• What the task requires
Rewrite the data from its first line through the line containing "point(43, 154)" (both included), multiplying each point coordinate in the answers by 1.65 and rounding to whole numbers, with halves rounded up. Keep the other lines, including their sample coordinates, unchanged, and leave the picture out.
╭─ Supplied material
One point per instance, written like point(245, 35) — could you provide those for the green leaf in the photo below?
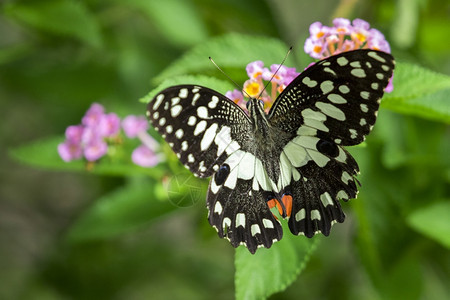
point(232, 50)
point(419, 92)
point(211, 82)
point(433, 221)
point(269, 271)
point(404, 279)
point(120, 211)
point(177, 20)
point(43, 154)
point(65, 18)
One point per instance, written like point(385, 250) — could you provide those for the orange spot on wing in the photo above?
point(284, 208)
point(287, 201)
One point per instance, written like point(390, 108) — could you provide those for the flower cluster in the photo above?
point(344, 36)
point(323, 42)
point(99, 131)
point(278, 75)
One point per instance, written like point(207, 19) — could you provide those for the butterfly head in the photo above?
point(255, 107)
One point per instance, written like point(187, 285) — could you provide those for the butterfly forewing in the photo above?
point(192, 120)
point(336, 98)
point(296, 163)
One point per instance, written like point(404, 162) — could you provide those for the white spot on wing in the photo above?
point(344, 89)
point(335, 98)
point(183, 93)
point(202, 112)
point(315, 215)
point(342, 61)
point(254, 229)
point(267, 223)
point(213, 102)
point(179, 133)
point(300, 215)
point(364, 95)
point(376, 56)
point(218, 208)
point(208, 137)
point(175, 111)
point(158, 101)
point(364, 107)
point(308, 82)
point(331, 110)
point(358, 73)
point(201, 126)
point(326, 86)
point(192, 120)
point(240, 220)
point(326, 199)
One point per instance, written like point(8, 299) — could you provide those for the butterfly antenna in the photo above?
point(229, 78)
point(275, 73)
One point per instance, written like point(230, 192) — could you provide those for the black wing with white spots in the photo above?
point(332, 103)
point(291, 159)
point(338, 96)
point(191, 119)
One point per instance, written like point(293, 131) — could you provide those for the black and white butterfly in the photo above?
point(291, 158)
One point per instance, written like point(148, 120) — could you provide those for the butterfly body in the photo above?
point(291, 158)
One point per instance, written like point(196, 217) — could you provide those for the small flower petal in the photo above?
point(255, 69)
point(132, 125)
point(70, 150)
point(318, 31)
point(144, 157)
point(315, 48)
point(93, 115)
point(253, 88)
point(109, 125)
point(95, 150)
point(342, 26)
point(74, 133)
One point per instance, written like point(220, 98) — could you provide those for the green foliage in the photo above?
point(122, 210)
point(229, 51)
point(143, 233)
point(64, 18)
point(419, 92)
point(269, 271)
point(432, 221)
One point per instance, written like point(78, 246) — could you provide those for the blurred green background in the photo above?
point(57, 57)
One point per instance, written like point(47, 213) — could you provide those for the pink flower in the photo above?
point(93, 115)
point(237, 97)
point(255, 69)
point(318, 31)
point(342, 26)
point(344, 36)
point(70, 150)
point(109, 125)
point(95, 150)
point(144, 157)
point(74, 133)
point(132, 125)
point(315, 48)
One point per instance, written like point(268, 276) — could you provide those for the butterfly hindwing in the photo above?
point(242, 216)
point(337, 97)
point(296, 163)
point(202, 126)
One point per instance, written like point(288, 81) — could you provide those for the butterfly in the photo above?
point(291, 159)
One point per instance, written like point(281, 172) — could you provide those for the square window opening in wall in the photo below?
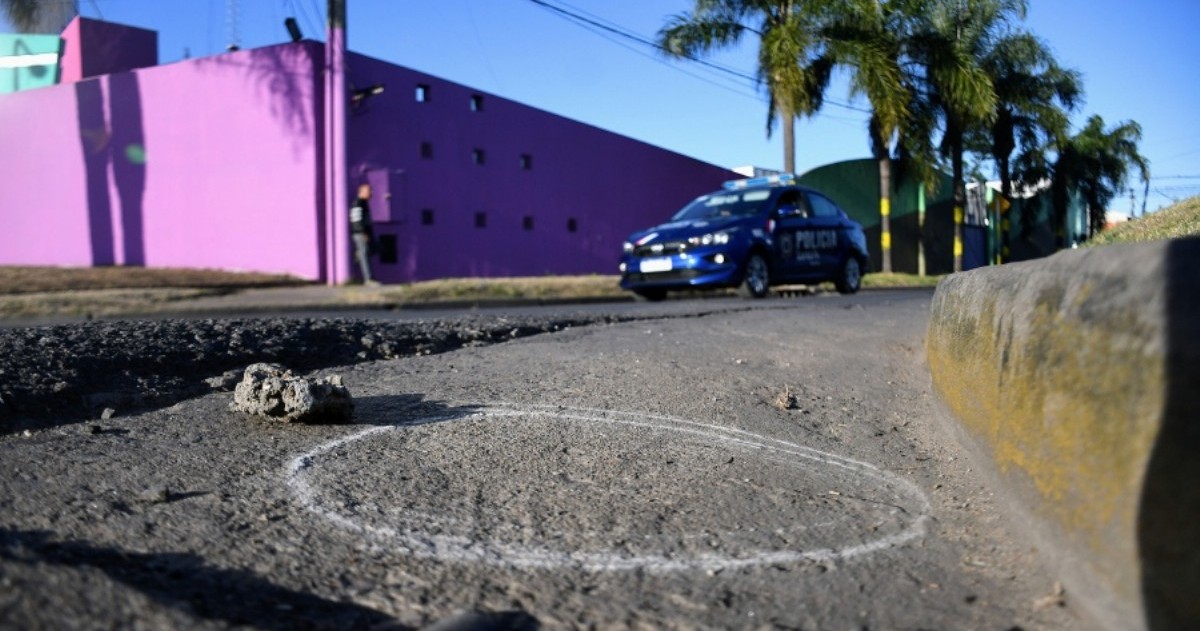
point(387, 244)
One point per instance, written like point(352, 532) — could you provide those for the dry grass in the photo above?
point(535, 287)
point(1173, 222)
point(27, 280)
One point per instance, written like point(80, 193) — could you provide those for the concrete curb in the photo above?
point(1077, 379)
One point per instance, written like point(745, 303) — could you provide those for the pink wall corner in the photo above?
point(95, 48)
point(210, 163)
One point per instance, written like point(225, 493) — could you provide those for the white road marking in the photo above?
point(467, 550)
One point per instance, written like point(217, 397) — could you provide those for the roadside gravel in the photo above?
point(70, 373)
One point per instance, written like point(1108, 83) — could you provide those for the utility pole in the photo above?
point(337, 260)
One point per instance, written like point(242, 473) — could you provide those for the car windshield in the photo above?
point(725, 204)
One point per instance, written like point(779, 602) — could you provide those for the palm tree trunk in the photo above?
point(1006, 191)
point(960, 196)
point(787, 118)
point(886, 215)
point(880, 149)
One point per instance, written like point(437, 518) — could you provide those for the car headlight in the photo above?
point(711, 239)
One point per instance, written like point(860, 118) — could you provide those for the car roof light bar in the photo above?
point(781, 179)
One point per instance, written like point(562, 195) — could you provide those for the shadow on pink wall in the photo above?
point(114, 150)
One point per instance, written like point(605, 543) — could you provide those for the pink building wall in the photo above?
point(217, 162)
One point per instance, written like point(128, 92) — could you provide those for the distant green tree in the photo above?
point(23, 14)
point(792, 58)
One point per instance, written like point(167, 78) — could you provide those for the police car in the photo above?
point(750, 235)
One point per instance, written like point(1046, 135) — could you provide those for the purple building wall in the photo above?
point(219, 162)
point(552, 196)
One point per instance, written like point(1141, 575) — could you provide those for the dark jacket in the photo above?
point(360, 217)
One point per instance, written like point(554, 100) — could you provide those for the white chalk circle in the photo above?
point(543, 486)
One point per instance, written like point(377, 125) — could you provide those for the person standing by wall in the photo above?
point(361, 232)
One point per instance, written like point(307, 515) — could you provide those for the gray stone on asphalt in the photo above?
point(274, 391)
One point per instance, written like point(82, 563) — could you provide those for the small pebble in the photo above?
point(155, 494)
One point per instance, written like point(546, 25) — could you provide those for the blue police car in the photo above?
point(753, 234)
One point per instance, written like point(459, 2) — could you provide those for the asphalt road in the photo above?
point(709, 467)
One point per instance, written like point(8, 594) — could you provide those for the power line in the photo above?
point(592, 23)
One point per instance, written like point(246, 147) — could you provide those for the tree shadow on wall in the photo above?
point(1169, 516)
point(287, 77)
point(113, 148)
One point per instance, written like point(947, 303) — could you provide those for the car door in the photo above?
point(820, 239)
point(790, 217)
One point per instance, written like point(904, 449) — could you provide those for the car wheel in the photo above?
point(651, 295)
point(851, 276)
point(755, 277)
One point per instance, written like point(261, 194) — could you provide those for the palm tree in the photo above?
point(1095, 163)
point(39, 16)
point(1035, 98)
point(791, 53)
point(867, 37)
point(949, 44)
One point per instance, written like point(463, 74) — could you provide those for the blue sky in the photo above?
point(1135, 59)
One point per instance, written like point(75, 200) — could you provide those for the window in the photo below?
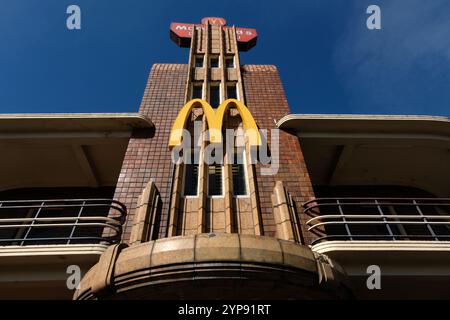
point(214, 95)
point(191, 179)
point(239, 175)
point(229, 62)
point(214, 62)
point(197, 91)
point(215, 180)
point(231, 91)
point(199, 61)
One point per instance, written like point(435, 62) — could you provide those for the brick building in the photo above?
point(344, 193)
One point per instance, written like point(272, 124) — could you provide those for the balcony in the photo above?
point(378, 219)
point(50, 236)
point(408, 238)
point(73, 221)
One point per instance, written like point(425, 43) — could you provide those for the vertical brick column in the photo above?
point(266, 100)
point(150, 158)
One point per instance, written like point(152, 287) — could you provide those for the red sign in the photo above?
point(214, 20)
point(181, 33)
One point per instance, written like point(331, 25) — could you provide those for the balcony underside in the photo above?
point(211, 266)
point(409, 269)
point(40, 271)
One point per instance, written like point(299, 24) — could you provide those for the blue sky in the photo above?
point(328, 60)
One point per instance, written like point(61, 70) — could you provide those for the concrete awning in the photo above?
point(411, 151)
point(66, 150)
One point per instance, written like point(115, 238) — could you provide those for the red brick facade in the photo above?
point(147, 159)
point(266, 100)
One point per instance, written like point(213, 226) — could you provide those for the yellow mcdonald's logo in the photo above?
point(214, 120)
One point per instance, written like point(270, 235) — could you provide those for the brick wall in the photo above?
point(147, 159)
point(266, 100)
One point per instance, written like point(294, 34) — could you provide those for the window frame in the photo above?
point(216, 85)
point(222, 176)
point(247, 195)
point(202, 57)
point(231, 84)
point(214, 57)
point(190, 196)
point(233, 61)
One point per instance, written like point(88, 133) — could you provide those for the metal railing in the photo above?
point(61, 221)
point(378, 219)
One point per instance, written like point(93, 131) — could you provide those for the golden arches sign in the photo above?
point(214, 120)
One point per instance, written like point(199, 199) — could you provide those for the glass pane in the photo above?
point(199, 62)
point(215, 180)
point(197, 92)
point(214, 62)
point(191, 179)
point(231, 91)
point(214, 96)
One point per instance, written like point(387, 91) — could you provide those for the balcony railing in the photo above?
point(74, 221)
point(378, 219)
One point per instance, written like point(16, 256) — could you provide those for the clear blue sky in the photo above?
point(328, 60)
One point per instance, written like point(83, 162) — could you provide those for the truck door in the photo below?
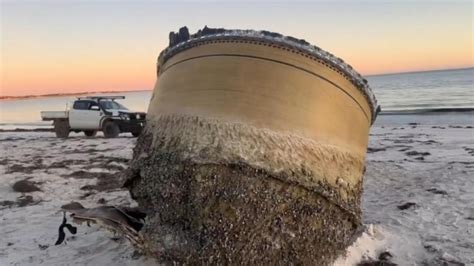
point(85, 115)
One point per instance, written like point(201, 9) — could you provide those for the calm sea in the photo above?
point(401, 96)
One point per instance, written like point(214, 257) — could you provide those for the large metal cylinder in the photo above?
point(253, 152)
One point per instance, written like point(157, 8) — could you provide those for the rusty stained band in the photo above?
point(274, 61)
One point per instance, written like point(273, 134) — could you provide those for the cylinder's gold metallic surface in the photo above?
point(253, 153)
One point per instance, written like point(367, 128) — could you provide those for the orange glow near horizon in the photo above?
point(67, 48)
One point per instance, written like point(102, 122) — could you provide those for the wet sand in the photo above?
point(423, 168)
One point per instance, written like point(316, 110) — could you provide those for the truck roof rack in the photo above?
point(100, 97)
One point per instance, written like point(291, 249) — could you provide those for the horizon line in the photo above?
point(58, 94)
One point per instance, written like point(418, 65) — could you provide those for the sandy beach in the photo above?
point(417, 203)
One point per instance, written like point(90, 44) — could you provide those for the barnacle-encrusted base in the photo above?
point(230, 193)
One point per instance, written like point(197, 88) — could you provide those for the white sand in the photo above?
point(438, 228)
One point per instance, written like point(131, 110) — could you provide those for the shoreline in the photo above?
point(414, 191)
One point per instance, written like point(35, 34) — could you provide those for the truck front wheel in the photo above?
point(110, 129)
point(61, 128)
point(90, 133)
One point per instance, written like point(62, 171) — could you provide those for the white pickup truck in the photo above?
point(97, 113)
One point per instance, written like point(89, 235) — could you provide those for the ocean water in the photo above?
point(429, 164)
point(429, 94)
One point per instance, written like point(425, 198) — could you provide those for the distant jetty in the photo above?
point(253, 152)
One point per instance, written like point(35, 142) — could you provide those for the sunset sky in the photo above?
point(73, 46)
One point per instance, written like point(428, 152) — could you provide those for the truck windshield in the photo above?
point(112, 105)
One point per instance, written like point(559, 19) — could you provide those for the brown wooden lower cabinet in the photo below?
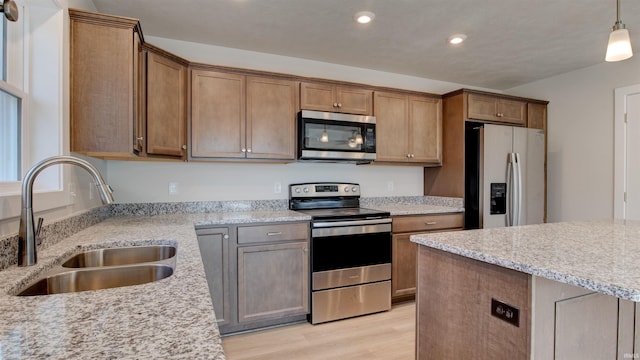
point(453, 310)
point(404, 252)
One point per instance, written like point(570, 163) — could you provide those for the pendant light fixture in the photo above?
point(619, 47)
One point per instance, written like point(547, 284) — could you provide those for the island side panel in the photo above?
point(454, 318)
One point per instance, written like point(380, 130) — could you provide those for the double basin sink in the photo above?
point(104, 269)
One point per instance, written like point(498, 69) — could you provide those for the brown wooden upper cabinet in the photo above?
point(492, 108)
point(105, 68)
point(409, 128)
point(166, 105)
point(335, 98)
point(235, 116)
point(537, 116)
point(128, 99)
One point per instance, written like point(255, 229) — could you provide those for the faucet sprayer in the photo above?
point(29, 234)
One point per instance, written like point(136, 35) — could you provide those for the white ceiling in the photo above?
point(509, 42)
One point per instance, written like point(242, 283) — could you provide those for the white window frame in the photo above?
point(42, 32)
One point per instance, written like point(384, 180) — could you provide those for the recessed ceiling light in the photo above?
point(364, 17)
point(457, 39)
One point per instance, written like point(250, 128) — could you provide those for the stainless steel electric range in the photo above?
point(350, 251)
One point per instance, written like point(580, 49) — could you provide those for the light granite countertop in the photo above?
point(171, 318)
point(602, 256)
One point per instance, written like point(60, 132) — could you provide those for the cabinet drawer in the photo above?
point(427, 222)
point(268, 233)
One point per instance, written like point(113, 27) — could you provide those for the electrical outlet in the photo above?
point(505, 312)
point(173, 188)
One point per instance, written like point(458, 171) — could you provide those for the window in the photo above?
point(11, 101)
point(31, 103)
point(10, 119)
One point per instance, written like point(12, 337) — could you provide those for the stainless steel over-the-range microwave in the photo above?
point(326, 136)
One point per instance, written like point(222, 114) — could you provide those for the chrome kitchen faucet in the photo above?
point(28, 234)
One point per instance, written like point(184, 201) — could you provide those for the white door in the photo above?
point(627, 153)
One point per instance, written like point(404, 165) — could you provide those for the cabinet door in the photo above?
point(271, 118)
point(166, 106)
point(482, 107)
point(217, 115)
point(392, 126)
point(536, 116)
point(102, 86)
point(273, 281)
point(512, 111)
point(404, 265)
point(354, 100)
point(425, 132)
point(214, 247)
point(319, 97)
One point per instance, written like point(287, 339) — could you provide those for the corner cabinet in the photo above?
point(335, 98)
point(409, 128)
point(166, 105)
point(128, 99)
point(105, 67)
point(234, 116)
point(404, 252)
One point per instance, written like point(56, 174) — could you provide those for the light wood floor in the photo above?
point(389, 335)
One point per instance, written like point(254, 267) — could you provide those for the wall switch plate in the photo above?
point(505, 312)
point(173, 188)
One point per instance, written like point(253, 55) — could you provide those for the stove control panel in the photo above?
point(324, 190)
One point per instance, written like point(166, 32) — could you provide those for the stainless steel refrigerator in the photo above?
point(504, 176)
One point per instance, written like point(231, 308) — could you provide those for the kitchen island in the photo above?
point(549, 291)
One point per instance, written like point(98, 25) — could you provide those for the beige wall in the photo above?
point(580, 142)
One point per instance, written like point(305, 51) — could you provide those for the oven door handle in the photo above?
point(351, 223)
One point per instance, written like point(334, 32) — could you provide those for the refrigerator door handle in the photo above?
point(510, 189)
point(518, 173)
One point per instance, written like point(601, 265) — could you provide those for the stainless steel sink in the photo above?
point(96, 279)
point(121, 256)
point(105, 269)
╰─
• Answer for the task
One point per instance, written like point(245, 35) — could you provide those for the green leaf in the photo below?
point(383, 83)
point(691, 152)
point(348, 135)
point(714, 365)
point(444, 447)
point(667, 460)
point(198, 348)
point(292, 33)
point(71, 254)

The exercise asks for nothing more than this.